Keep the images out and copy every entry below exactly.
* start *
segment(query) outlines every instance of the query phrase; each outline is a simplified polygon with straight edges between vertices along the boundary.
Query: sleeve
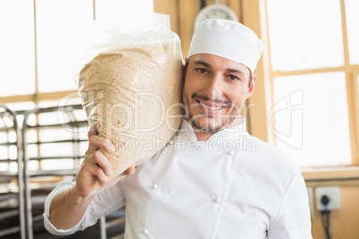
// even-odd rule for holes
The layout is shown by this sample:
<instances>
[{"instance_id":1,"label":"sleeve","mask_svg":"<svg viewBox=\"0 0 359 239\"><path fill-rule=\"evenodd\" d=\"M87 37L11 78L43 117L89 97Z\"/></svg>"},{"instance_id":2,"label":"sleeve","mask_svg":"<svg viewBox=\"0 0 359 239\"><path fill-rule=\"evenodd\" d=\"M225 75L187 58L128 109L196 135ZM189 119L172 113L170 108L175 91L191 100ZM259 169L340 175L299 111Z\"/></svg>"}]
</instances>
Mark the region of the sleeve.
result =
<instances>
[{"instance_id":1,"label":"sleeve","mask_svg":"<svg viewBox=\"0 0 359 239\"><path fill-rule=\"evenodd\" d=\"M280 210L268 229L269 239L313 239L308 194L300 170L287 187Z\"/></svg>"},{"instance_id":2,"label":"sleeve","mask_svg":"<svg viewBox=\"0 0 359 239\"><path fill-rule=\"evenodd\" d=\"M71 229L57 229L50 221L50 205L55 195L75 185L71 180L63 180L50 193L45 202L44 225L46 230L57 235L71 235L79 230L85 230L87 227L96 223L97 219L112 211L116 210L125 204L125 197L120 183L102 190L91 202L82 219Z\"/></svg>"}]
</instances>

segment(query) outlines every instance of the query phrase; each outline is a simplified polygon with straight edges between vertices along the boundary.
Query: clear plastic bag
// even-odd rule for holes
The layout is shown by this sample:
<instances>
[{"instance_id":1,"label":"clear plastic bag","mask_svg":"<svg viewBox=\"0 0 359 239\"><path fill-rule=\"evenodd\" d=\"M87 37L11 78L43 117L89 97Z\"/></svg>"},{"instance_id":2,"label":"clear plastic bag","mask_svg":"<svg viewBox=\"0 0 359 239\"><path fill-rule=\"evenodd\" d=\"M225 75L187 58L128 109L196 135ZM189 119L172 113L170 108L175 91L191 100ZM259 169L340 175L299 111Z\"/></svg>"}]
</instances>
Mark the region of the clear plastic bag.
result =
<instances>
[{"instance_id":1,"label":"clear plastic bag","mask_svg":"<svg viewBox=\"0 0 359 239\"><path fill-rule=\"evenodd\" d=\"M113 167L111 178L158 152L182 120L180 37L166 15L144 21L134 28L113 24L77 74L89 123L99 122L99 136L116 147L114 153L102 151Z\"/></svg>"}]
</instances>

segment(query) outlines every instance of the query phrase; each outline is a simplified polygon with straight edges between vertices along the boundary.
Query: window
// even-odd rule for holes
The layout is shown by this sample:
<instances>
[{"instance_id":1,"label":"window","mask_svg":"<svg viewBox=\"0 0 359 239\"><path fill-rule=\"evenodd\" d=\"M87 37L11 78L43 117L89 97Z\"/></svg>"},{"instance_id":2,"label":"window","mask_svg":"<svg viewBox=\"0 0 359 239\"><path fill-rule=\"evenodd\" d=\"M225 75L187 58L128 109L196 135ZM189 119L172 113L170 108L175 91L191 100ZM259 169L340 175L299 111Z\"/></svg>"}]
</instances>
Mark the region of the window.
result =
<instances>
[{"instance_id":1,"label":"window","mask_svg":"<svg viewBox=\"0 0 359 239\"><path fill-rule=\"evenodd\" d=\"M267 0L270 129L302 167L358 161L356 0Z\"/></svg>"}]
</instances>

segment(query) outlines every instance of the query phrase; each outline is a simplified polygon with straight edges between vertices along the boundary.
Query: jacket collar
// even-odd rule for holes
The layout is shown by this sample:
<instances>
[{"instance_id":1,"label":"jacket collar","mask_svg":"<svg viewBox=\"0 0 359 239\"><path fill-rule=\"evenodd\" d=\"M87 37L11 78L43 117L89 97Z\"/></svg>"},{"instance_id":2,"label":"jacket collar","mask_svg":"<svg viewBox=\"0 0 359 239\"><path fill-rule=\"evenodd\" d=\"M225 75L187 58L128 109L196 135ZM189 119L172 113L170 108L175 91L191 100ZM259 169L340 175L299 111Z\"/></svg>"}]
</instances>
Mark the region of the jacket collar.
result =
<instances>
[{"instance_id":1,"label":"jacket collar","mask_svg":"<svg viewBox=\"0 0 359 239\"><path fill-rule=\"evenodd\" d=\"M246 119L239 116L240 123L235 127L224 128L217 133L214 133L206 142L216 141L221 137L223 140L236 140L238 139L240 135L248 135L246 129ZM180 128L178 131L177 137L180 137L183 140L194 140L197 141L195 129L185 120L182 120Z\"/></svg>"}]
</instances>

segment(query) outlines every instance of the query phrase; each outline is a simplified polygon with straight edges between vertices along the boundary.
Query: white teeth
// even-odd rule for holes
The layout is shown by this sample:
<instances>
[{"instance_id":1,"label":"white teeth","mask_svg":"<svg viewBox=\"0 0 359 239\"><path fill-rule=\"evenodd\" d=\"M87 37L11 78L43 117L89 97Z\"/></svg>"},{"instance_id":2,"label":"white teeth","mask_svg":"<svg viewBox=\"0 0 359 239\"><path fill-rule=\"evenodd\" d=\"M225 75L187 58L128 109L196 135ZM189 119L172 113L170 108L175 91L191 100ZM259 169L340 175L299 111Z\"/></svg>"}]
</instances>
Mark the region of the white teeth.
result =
* end *
**Response below**
segment(query) outlines every instance of the query phrase; each outline is a simplified polygon with straight edges between vertices along the boundary.
Query: sleeve
// even-odd rule for holes
The layout is shown by this sample:
<instances>
[{"instance_id":1,"label":"sleeve","mask_svg":"<svg viewBox=\"0 0 359 239\"><path fill-rule=\"evenodd\" d=\"M87 37L11 78L43 117L89 97Z\"/></svg>"},{"instance_id":2,"label":"sleeve","mask_svg":"<svg viewBox=\"0 0 359 239\"><path fill-rule=\"evenodd\" d=\"M225 75L187 58L128 109L196 135ZM189 119L172 113L170 108L175 91L191 100ZM259 169L340 175L299 111Z\"/></svg>"}]
</instances>
Mark the region of the sleeve.
result =
<instances>
[{"instance_id":1,"label":"sleeve","mask_svg":"<svg viewBox=\"0 0 359 239\"><path fill-rule=\"evenodd\" d=\"M280 210L268 229L269 239L313 239L308 194L300 170L287 187Z\"/></svg>"},{"instance_id":2,"label":"sleeve","mask_svg":"<svg viewBox=\"0 0 359 239\"><path fill-rule=\"evenodd\" d=\"M71 229L57 229L50 221L50 205L55 195L75 185L71 180L63 180L50 193L45 202L44 225L46 230L57 235L71 235L79 230L85 230L87 227L96 223L97 219L112 211L116 210L125 204L125 197L120 183L102 190L91 202L82 219Z\"/></svg>"}]
</instances>

segment(query) outlines every instance of the query phrase; each outline is a simplified polygon with straight edges between vertices along the boundary.
Query: clear plastic bag
// even-odd rule for holes
The layout is shown by this sample:
<instances>
[{"instance_id":1,"label":"clear plastic bag","mask_svg":"<svg viewBox=\"0 0 359 239\"><path fill-rule=\"evenodd\" d=\"M87 37L11 78L43 117L89 97Z\"/></svg>"},{"instance_id":2,"label":"clear plastic bag","mask_svg":"<svg viewBox=\"0 0 359 239\"><path fill-rule=\"evenodd\" d=\"M225 75L187 58L128 109L196 135ZM189 119L172 113L170 108L175 91L191 100ZM259 169L340 175L299 111Z\"/></svg>"}]
</instances>
Mark the region of the clear plastic bag.
result =
<instances>
[{"instance_id":1,"label":"clear plastic bag","mask_svg":"<svg viewBox=\"0 0 359 239\"><path fill-rule=\"evenodd\" d=\"M113 167L111 178L158 152L182 120L180 37L166 15L144 21L134 28L113 24L77 74L89 123L99 122L99 136L116 147L114 153L102 151Z\"/></svg>"}]
</instances>

segment(query) outlines every instance of the query phrase; each outline is a simplified polygon with straight edges between vertices along the boundary.
Query: window
// even-odd rule for holes
The layout is shown by this sample:
<instances>
[{"instance_id":1,"label":"window","mask_svg":"<svg viewBox=\"0 0 359 239\"><path fill-rule=\"evenodd\" d=\"M87 37L11 78L43 117L89 97Z\"/></svg>"},{"instance_id":2,"label":"window","mask_svg":"<svg viewBox=\"0 0 359 239\"><path fill-rule=\"evenodd\" d=\"M225 75L187 58L128 109L196 135ZM189 119L172 113L170 108L175 91L191 100ZM259 169L340 175L299 111Z\"/></svg>"}]
</instances>
Mark the region of the window.
result =
<instances>
[{"instance_id":1,"label":"window","mask_svg":"<svg viewBox=\"0 0 359 239\"><path fill-rule=\"evenodd\" d=\"M267 0L270 129L302 167L358 161L356 0Z\"/></svg>"}]
</instances>

segment(query) outlines every instance of the query phrase; each outline is a simplified polygon with straight edges between vertices along the boundary.
Query: jacket collar
// even-odd rule for holes
The layout is shown by this sample:
<instances>
[{"instance_id":1,"label":"jacket collar","mask_svg":"<svg viewBox=\"0 0 359 239\"><path fill-rule=\"evenodd\" d=\"M87 37L11 78L43 117L89 97Z\"/></svg>"},{"instance_id":2,"label":"jacket collar","mask_svg":"<svg viewBox=\"0 0 359 239\"><path fill-rule=\"evenodd\" d=\"M225 75L187 58L128 109L196 135ZM189 119L172 113L170 108L175 91L191 100ZM259 169L340 175L299 111Z\"/></svg>"}]
</instances>
Mark the region of the jacket collar.
result =
<instances>
[{"instance_id":1,"label":"jacket collar","mask_svg":"<svg viewBox=\"0 0 359 239\"><path fill-rule=\"evenodd\" d=\"M246 119L239 116L240 123L235 127L224 128L217 133L214 133L206 142L216 141L221 137L223 140L236 140L238 139L240 135L248 135L246 129ZM180 128L178 131L177 137L180 137L183 140L194 140L197 141L195 129L185 120L182 120Z\"/></svg>"}]
</instances>

segment(query) outlines every instance of the query phrase; each outline is a simplified polygon with straight edges between vertices along the boundary.
Query: white teeth
// even-odd rule for holes
The layout is shown by this sample:
<instances>
[{"instance_id":1,"label":"white teeth","mask_svg":"<svg viewBox=\"0 0 359 239\"><path fill-rule=\"evenodd\" d=\"M87 37L11 78L43 117L89 97Z\"/></svg>"},{"instance_id":2,"label":"white teeth","mask_svg":"<svg viewBox=\"0 0 359 239\"><path fill-rule=\"evenodd\" d=\"M225 75L187 58L128 109L196 135ZM189 119L172 113L170 108L175 91L191 100ZM259 169L340 175L299 111Z\"/></svg>"}]
</instances>
Mark the region of the white teeth.
result =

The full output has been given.